(EXERCISE REQUIREMENTS):
Reproduce the entries below, swapping "field log" for "survey notes" everywhere it appears and leaving all other text unchanged.

(DATA FOR THE TASK):
------------------------

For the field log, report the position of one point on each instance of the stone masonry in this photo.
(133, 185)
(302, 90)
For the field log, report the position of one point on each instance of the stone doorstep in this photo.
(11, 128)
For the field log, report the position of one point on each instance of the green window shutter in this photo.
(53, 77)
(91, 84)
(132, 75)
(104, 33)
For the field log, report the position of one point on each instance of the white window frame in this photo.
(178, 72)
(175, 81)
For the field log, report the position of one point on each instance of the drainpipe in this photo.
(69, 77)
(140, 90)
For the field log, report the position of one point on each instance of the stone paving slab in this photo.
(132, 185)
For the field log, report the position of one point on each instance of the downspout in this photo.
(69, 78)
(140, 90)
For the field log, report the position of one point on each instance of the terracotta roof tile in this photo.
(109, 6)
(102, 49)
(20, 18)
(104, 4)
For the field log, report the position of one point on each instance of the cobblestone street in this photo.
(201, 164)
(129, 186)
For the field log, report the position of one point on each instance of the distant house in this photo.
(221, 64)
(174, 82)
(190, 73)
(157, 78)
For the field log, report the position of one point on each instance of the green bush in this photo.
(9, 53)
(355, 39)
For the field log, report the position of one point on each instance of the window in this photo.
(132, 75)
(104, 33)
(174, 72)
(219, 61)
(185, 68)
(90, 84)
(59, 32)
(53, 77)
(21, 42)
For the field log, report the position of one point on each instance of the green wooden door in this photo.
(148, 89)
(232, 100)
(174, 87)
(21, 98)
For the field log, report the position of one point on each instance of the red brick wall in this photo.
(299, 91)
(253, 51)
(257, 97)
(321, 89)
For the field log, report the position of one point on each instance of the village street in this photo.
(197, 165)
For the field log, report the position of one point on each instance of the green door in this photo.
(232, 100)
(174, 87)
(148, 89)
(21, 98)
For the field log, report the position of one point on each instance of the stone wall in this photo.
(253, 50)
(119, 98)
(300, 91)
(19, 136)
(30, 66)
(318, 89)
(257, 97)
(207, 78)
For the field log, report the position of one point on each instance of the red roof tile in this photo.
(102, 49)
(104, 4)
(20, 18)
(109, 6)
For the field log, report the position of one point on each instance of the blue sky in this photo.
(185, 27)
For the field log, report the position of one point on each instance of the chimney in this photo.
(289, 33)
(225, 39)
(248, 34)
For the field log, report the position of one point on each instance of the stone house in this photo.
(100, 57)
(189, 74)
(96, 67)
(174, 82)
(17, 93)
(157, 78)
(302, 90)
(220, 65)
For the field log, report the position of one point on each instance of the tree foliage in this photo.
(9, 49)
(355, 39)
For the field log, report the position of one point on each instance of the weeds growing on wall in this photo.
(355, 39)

------------------------

(FINAL RESULT):
For the survey notes, report the position of one point on each instance of the stone masonry in this photo.
(133, 185)
(302, 90)
For the survey notes, report the position of one point on each instance of the stone doorstep in this photo.
(11, 128)
For the survey notes, report the position of one point on each instance of the green window shutter in this photo.
(53, 77)
(91, 84)
(132, 75)
(104, 33)
For the survey notes, report the position of one point on each instance of the white window frame in this photo.
(178, 72)
(175, 81)
For the survey notes, report the position of one point on each instance of the drainpipe in this photo.
(69, 77)
(140, 90)
For the survey notes, report the position of one point on each instance of the stone paving slab in this photo.
(132, 185)
For the survey notes, report the position of one point on each instance of the downspout in this photo.
(69, 78)
(140, 90)
For the survey notes, report the position of one point on each instance of the terracotta roof tile in this photo.
(109, 6)
(102, 49)
(20, 18)
(104, 4)
For the survey notes, report the position of one point on each instance of the cobblestone street in this photo.
(201, 164)
(129, 186)
For the survey notes, report the position of one point on each instance of the distant house in this photo.
(221, 64)
(174, 82)
(190, 73)
(157, 78)
For the survey notes, report the position of one point on each instance of the green bush in this photo.
(9, 53)
(355, 39)
For the survey notes, report the position of one point on each instance of the window in this photo.
(132, 75)
(104, 33)
(174, 72)
(219, 61)
(185, 68)
(90, 84)
(59, 32)
(53, 77)
(21, 42)
For the survey notes, report the position of one point on each instance of the green wooden door in this photo.
(148, 89)
(232, 100)
(174, 87)
(21, 98)
For the survey notes, report the position of one point on each instance of the red brick wall in this photo.
(299, 91)
(253, 51)
(257, 97)
(321, 89)
For the survey notes, report the position of one point on each instance of the village street in this photo.
(197, 165)
For the survey notes, report the position of one point on each instance of the green door in this photo.
(232, 100)
(174, 87)
(148, 89)
(21, 98)
For the survey notes, report the position of one point on each instance of the stone wall in this photo.
(253, 50)
(119, 98)
(300, 91)
(19, 136)
(30, 66)
(318, 89)
(257, 97)
(207, 78)
For the survey notes, report the position of one point on each instance of the red roof tile in this photo.
(102, 49)
(104, 4)
(20, 18)
(109, 6)
For the survey notes, report the position of one point on each instance of the blue sky in this photo.
(185, 27)
For the survey notes, report the position of one point on each instance of the chimney in this photo.
(289, 33)
(225, 39)
(248, 34)
For the survey notes, report the position of one point on each instance of the stone house in this photo.
(100, 57)
(189, 74)
(96, 67)
(174, 82)
(17, 93)
(157, 78)
(302, 90)
(220, 65)
For the survey notes, report the position of one point on each instance of the tree foliage in this photo.
(9, 49)
(355, 39)
For the survey notes, report the position of one point on each instance of the weeds growing on wall in this photo.
(355, 39)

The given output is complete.